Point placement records
□ □ □

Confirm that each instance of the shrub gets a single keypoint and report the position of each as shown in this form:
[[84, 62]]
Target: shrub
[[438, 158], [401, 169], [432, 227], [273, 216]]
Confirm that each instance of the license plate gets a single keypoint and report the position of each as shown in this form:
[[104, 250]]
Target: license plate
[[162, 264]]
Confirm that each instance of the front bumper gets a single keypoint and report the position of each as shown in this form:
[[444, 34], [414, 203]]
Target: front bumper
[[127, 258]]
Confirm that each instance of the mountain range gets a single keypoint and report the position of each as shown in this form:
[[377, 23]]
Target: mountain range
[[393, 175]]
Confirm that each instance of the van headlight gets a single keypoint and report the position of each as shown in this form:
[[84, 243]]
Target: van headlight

□ □ □

_Requirements_. Please reproduce every item above, requests included, and scale each point coordinate in the answers by 1.8, rounding to whole numbers with halves going up. Leave the numbers in the requests unchanged.

_Task output_.
Confirm that each instance of the shrub gets a single keypoint and report the position of each as shown in this form:
[[84, 62]]
Target: shrub
[[788, 284], [722, 304], [778, 409], [491, 389]]
Confirm that each instance of the license plate gets a single keypoint and report the position of each as shown in this form:
[[104, 250]]
Target: license plate
[[292, 475]]
Confirm that each instance of the front bumper gets a single keypoint and report the position of each as shown in this form:
[[444, 34], [414, 203]]
Target: front bumper
[[229, 464]]
Confirm that each instance of the mountain range gets a single keypoint and report the position of each as shown in this form:
[[377, 23]]
Target: mountain range
[[707, 315]]
Confirm that each instance of the van headlight gets a single keypoint and report the position of each as shown in this form:
[[84, 243]]
Target: van headlight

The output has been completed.